→ **EXERCISE GOAL**
Match the string "riding" against each line below, and copy every line that matches.

(Region pointing data)

--*--

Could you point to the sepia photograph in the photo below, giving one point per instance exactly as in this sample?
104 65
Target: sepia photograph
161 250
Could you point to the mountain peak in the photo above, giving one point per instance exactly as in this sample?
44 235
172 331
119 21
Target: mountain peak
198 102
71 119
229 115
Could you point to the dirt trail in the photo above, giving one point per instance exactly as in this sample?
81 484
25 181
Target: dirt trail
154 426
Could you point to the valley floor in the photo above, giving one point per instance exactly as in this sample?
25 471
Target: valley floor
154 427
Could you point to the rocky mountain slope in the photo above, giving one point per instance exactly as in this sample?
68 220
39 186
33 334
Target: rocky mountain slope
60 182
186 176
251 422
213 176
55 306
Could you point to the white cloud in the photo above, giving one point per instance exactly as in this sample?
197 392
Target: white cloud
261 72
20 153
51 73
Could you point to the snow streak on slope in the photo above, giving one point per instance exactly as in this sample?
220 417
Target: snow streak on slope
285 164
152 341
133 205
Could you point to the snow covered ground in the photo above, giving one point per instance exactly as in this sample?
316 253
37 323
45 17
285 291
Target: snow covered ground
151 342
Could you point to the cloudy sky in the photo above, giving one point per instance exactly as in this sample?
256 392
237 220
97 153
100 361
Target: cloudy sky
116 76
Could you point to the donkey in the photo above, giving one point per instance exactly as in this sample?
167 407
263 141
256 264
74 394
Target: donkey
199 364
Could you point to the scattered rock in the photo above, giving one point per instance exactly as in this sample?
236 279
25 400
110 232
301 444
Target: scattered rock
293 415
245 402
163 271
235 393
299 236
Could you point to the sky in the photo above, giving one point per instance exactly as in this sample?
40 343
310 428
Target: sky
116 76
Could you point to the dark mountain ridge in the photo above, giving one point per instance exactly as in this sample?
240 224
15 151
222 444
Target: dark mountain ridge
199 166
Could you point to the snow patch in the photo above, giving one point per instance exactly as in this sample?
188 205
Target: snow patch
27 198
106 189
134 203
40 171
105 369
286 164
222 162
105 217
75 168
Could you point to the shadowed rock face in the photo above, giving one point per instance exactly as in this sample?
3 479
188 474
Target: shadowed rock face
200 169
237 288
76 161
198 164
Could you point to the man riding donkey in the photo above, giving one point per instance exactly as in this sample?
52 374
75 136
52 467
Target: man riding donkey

--*--

→ **OUTPUT OF THE EXERCISE**
Could you point to the man riding donkey in the photo above, giving one point per instance exactly as in this sample?
Target: man riding donkey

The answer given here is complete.